- **WHAT TO PRODUCE**: Pull out each line of the listing below that contains the string "jeep". Case counts.

##### EXERCISE MATERIAL #####

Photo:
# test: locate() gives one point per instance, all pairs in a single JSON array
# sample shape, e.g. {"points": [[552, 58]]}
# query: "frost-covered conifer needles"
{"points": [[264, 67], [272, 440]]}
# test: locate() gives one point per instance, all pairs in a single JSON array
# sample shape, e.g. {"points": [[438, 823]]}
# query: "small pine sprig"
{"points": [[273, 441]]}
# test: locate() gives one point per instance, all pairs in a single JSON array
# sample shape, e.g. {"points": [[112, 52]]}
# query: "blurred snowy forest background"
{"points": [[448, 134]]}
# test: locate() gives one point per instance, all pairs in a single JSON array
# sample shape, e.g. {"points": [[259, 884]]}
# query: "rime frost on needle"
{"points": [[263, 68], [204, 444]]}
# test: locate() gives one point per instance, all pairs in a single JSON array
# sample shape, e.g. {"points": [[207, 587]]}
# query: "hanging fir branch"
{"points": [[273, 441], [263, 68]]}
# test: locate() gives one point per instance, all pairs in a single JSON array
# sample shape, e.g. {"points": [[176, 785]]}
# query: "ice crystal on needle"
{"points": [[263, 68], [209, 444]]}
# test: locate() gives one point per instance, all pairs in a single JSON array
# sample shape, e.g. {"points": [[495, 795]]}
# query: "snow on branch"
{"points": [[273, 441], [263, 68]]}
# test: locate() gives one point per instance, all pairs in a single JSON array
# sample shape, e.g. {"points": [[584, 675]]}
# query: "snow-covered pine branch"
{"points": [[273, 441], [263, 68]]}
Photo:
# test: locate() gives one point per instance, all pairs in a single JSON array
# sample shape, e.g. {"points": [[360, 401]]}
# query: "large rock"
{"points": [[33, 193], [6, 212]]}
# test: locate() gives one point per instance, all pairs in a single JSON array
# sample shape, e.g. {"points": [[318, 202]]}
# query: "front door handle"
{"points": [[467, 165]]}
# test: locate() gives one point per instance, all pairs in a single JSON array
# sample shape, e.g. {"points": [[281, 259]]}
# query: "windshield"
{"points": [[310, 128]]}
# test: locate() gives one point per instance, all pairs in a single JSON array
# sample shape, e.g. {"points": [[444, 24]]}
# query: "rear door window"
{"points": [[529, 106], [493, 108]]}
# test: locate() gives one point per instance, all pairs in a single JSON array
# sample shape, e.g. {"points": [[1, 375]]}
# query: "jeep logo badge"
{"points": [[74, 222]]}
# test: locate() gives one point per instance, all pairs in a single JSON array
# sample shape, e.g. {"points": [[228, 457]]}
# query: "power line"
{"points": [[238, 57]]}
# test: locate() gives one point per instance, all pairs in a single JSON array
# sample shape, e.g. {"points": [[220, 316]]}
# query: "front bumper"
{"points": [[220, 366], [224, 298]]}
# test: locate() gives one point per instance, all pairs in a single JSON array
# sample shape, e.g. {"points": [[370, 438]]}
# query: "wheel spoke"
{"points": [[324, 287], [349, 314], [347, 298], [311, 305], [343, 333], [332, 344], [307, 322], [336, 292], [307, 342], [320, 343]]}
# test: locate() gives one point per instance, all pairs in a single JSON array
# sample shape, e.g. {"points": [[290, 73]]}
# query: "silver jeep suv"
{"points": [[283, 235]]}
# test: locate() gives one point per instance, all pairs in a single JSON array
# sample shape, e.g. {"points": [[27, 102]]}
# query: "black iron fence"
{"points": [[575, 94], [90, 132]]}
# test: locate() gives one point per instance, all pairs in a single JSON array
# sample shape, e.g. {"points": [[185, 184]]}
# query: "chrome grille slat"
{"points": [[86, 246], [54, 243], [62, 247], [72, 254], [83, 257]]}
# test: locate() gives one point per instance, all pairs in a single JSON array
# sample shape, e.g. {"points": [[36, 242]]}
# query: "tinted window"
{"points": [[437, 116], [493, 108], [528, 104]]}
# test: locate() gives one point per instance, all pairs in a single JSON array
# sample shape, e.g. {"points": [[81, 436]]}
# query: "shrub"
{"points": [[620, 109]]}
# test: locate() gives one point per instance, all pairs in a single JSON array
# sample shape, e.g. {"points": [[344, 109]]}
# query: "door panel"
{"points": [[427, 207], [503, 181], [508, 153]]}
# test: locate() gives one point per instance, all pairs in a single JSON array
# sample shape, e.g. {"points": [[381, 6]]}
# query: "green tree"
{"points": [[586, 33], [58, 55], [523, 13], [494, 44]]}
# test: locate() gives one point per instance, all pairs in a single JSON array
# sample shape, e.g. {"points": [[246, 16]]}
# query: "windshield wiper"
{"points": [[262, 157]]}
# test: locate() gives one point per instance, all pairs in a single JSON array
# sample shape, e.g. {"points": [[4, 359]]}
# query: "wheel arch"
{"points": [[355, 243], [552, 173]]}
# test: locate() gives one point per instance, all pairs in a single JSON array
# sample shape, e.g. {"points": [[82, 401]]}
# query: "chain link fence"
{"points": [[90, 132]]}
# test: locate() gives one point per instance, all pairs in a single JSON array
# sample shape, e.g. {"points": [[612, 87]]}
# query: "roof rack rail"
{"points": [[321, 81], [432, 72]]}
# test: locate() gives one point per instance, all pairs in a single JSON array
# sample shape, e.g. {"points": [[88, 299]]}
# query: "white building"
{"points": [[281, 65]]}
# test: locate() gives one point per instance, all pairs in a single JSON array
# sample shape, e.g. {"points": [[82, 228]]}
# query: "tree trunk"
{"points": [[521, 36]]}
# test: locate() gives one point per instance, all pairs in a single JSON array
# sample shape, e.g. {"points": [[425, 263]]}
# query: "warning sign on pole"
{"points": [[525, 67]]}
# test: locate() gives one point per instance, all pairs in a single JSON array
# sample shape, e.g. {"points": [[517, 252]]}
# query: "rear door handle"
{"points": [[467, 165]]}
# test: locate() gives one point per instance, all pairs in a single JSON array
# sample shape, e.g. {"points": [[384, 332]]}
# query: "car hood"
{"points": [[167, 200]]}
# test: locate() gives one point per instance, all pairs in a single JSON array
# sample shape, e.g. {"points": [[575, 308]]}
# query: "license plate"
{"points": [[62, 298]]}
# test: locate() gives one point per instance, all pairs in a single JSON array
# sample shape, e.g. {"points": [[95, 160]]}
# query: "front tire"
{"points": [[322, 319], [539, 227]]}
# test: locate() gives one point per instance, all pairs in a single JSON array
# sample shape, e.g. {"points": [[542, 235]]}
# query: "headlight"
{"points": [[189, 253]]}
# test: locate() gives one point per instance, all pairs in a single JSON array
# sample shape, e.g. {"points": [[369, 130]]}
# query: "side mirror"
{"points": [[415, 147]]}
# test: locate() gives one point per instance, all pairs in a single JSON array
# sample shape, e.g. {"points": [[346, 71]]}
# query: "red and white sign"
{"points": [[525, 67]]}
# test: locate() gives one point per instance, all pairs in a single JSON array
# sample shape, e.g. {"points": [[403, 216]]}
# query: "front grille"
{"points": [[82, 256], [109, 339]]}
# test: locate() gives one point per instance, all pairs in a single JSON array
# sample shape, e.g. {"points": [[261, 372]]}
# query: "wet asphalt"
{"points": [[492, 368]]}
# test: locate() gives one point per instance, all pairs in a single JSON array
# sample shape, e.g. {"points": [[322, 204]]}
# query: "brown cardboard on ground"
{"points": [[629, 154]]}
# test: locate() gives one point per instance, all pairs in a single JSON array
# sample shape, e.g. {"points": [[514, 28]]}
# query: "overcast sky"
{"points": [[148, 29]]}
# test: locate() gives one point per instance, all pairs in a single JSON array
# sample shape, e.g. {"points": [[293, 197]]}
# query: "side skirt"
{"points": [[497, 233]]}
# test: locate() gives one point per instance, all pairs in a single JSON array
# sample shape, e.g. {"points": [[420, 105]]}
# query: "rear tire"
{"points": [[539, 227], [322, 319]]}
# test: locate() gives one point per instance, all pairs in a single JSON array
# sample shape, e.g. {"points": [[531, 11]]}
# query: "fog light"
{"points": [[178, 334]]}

#####

- **TASK ANSWER**:
# query: "jeep logo badge"
# query: "silver jeep suv"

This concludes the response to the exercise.